Rewrite the items below with every occurrence of "tree bark" replaced by "bark of the tree", leaving everything else unchanged. Omit the pictures from your answer.
--- start of Data for processing ---
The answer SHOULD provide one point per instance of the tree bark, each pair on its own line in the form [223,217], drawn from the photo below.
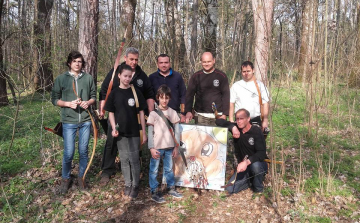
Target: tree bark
[211,26]
[305,44]
[88,35]
[127,18]
[263,11]
[3,92]
[43,76]
[193,48]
--- end of Data for processing ---
◆ Task solution
The answer SHOULD provide one point per instance of the bark of the tree, each pair on its own line in the form [223,217], drawn from the photo below.
Target: bark of the tree
[211,26]
[305,44]
[88,35]
[127,18]
[263,11]
[3,92]
[43,76]
[193,48]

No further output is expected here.